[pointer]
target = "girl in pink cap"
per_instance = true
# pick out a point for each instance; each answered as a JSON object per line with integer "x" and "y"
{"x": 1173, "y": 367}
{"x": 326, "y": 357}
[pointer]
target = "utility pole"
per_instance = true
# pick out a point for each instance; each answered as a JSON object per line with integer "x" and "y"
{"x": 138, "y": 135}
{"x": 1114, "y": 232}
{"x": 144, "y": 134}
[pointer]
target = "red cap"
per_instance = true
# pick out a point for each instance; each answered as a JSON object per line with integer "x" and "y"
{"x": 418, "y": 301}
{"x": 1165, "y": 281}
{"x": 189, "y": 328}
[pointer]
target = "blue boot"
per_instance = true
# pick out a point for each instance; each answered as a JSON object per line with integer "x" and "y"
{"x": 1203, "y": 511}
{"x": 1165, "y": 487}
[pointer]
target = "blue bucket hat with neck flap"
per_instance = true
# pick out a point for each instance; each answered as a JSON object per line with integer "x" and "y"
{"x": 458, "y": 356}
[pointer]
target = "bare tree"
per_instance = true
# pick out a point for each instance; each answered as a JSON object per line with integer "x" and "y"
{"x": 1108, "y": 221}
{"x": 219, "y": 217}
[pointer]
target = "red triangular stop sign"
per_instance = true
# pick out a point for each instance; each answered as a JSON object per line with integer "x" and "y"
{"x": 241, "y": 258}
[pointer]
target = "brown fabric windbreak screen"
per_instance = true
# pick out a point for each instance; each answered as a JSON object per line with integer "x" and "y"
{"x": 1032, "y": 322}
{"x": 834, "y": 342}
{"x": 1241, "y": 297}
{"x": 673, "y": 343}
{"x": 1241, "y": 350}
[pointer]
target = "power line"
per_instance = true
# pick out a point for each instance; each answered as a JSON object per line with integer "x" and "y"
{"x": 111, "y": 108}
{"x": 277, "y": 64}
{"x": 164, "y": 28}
.....
**Aim:** List every line of the material above that contains the word "target", matching case exactly.

**Full solution:**
target = "girl in pink cap"
target = "utility pole"
target = "red cap"
target = "blue boot"
target = "blue bucket hat with neck flap"
target = "bare tree"
target = "red triangular stop sign"
target = "brown fabric windbreak screen"
target = "power line"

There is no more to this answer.